* _Text to read_:
++++++++

Our Origin Story
Everything was right on schedule… right until it wasn’t. And it all started with a question.
“How do I get home from here?”
That’s what my mom asked when she was at the store one day. We were on the phone (we were always on the phone. I called her before work, during lunch and on my way home—she was my best friend and I was OBSESSED).
It wouldn’t have been such a weird question, except that she was only three blocks from home. And for the fact that she kept asking it. I thought it might have been stress.
But it wasn’t stress.
It was early onset Alzheimer’s. My mom was just 56.
As a nurse who cared for people with dementia, she was the one who needed to be cared for now. She’d always told me, “When you lose your memory, you lose yourself” and worried about being put in a home one day. So I quit my job and I made her a promise. “It’s gonna be you and me, Mom. We’re a team. We’re going to have a different lifestyle but we’ll still have a life.”
I moved in next door into my aunt’s basement. It had wood paneling and fluorescent lights that shook and flickered when you turned them on. It was like living in a log cabin in the middle of Brooklyn. (That’s where our name comes from.)
A period of self discovery
Living in the log cabin and being my mom’s caregiver meant tearing everything down and building everything back up. From taking down walls and repainting to understanding how to take care of my mom—and myself—self-care took on a whole new meaning.
Self-care looked like:
- Cooking healthy, plant-based meals. With my mom’s type 2 diabetes, I had to give up on my old take-out ways and learn to prepare healthy, plant-based meals for us.

++++++++

* _Records shown_:
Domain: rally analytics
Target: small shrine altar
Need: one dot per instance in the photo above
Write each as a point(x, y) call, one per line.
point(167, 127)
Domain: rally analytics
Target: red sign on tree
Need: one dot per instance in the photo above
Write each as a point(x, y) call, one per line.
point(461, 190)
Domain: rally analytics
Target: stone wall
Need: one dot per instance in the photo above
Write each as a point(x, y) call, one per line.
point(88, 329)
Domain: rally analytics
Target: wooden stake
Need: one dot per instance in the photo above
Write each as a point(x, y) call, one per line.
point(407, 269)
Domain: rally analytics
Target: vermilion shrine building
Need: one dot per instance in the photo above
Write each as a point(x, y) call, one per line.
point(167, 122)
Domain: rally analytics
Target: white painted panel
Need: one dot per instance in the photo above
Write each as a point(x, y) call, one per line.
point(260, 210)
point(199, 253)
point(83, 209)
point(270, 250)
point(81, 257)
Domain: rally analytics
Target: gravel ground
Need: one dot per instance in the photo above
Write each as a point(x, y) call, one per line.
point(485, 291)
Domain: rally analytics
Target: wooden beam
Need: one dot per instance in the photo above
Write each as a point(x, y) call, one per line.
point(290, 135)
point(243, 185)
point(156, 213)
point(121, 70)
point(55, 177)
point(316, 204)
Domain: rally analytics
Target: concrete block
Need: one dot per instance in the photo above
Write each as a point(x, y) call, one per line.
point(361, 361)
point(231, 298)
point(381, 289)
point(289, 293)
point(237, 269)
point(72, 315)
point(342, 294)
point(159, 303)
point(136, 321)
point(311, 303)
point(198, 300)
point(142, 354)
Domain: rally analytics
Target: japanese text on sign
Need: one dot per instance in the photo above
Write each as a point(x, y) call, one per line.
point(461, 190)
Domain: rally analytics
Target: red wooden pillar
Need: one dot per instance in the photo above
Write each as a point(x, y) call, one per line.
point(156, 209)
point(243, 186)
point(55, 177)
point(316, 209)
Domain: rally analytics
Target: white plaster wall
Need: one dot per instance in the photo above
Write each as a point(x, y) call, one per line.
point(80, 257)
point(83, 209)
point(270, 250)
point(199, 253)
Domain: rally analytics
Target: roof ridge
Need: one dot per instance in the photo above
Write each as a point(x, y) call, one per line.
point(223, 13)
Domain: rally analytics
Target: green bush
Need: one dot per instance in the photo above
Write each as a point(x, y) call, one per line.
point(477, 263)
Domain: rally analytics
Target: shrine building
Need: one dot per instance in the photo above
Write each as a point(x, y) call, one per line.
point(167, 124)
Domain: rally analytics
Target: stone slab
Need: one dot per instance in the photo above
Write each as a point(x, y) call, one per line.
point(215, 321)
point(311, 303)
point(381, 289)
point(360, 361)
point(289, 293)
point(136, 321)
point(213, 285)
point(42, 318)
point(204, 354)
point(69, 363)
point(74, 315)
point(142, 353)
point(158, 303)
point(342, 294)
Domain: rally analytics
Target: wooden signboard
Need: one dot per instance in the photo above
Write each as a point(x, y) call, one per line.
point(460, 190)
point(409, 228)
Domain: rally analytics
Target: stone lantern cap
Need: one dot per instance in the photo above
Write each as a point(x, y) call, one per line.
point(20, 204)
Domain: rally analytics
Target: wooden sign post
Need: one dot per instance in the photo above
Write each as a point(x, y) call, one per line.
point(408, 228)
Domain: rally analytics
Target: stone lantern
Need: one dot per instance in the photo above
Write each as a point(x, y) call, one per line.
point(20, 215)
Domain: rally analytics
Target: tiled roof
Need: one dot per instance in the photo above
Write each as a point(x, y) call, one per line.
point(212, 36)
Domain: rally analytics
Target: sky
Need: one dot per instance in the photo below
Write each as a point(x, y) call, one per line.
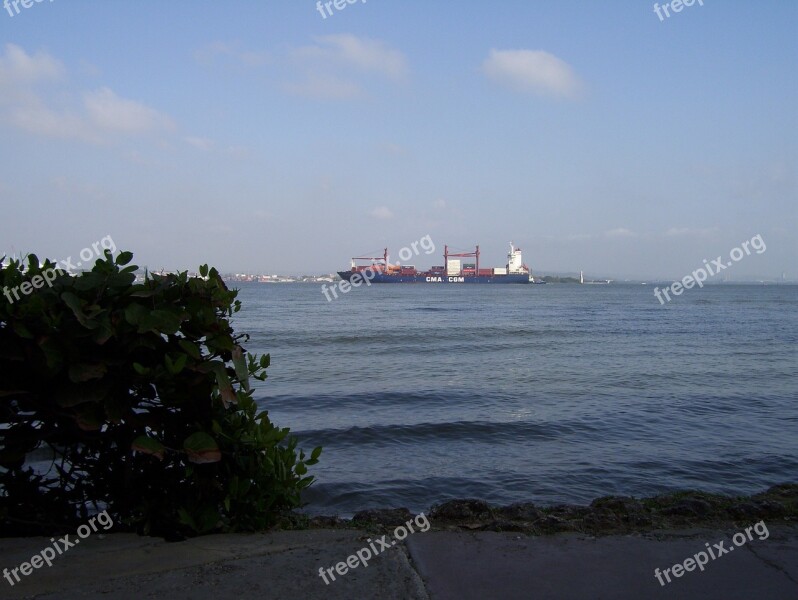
point(265, 137)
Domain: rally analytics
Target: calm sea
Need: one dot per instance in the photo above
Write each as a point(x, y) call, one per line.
point(553, 393)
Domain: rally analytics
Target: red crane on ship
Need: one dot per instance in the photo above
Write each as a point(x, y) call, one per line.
point(446, 256)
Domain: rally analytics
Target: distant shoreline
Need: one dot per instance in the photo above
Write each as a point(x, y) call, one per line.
point(609, 515)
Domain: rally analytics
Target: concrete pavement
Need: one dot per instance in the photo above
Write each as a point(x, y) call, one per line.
point(439, 565)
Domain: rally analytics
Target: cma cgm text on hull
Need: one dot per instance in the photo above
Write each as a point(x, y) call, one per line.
point(453, 271)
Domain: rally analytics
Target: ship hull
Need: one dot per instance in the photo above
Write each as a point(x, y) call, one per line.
point(438, 279)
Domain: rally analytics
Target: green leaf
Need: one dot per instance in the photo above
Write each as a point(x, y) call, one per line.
point(84, 372)
point(191, 349)
point(240, 364)
point(140, 369)
point(223, 381)
point(124, 258)
point(202, 448)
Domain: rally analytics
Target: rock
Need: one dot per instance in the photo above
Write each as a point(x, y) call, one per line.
point(388, 517)
point(454, 510)
point(522, 511)
point(688, 507)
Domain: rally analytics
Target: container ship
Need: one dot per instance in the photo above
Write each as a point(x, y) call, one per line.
point(453, 270)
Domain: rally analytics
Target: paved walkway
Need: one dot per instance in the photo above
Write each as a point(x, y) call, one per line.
point(435, 565)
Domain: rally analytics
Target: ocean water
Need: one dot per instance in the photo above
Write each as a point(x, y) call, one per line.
point(546, 394)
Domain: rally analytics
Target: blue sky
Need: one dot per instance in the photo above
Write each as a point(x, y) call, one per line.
point(259, 136)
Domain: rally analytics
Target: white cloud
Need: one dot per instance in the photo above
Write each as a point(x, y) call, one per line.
point(96, 118)
point(200, 143)
point(688, 231)
point(16, 66)
point(209, 53)
point(382, 213)
point(350, 51)
point(109, 112)
point(338, 66)
point(533, 71)
point(316, 85)
point(620, 232)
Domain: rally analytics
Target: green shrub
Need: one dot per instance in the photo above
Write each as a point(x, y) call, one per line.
point(139, 396)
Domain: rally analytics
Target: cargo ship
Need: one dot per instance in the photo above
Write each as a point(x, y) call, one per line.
point(453, 270)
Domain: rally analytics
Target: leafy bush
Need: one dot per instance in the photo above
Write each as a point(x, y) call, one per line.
point(138, 396)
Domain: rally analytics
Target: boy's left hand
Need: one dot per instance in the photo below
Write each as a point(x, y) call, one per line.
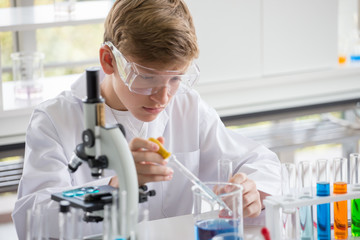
point(251, 196)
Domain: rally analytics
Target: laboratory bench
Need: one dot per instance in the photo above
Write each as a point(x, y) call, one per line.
point(182, 227)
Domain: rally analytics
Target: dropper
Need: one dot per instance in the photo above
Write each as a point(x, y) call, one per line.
point(189, 175)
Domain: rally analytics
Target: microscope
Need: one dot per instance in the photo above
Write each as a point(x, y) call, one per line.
point(103, 147)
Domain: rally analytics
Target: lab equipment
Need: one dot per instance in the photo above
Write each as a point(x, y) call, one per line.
point(103, 147)
point(323, 189)
point(211, 220)
point(65, 226)
point(355, 203)
point(306, 213)
point(274, 204)
point(289, 216)
point(189, 175)
point(147, 81)
point(225, 170)
point(27, 74)
point(340, 208)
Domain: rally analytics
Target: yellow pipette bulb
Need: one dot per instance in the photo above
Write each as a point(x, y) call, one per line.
point(162, 151)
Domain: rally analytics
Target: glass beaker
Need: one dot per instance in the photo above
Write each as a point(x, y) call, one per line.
point(27, 74)
point(212, 220)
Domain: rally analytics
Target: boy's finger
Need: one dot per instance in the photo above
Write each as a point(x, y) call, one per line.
point(141, 143)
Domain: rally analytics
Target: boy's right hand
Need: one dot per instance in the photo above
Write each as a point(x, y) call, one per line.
point(150, 166)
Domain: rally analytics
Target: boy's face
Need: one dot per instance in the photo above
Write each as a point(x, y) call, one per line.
point(144, 107)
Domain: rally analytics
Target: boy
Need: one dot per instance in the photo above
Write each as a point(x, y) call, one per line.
point(148, 71)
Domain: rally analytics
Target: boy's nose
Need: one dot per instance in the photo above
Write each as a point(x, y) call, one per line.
point(161, 96)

++++++++

* _Directions_:
A) In the origin story, write out again everything from "I moved in next" down to "meals for us.".
B) Answer these about the origin story:
(i) How old was the mom when she was found to have early onset Alzheimer's?
(ii) What was the mom's job?
(iii) Whose basement did the writer move into?

* _Answers by task_:
A)
I moved in next door into my aunt’s basement. It had wood paneling and fluorescent lights that shook and flickered when you turned them on. It was like living in a log cabin in the middle of Brooklyn. (That’s where our name comes from.)
A period of self discovery
Living in the log cabin and being my mom’s caregiver meant tearing everything down and building everything back up. From taking down walls and repainting to understanding how to take care of my mom—and myself—self-care took on a whole new meaning.
Self-care looked like:
- Cooking healthy, plant-based meals. With my mom’s type 2 diabetes, I had to give up on my old take-out ways and learn to prepare healthy, plant-based meals for us.

B)
(i) 56
(ii) She was a nurse who cared for people with dementia.
(iii) The writer's aunt's basement, next door.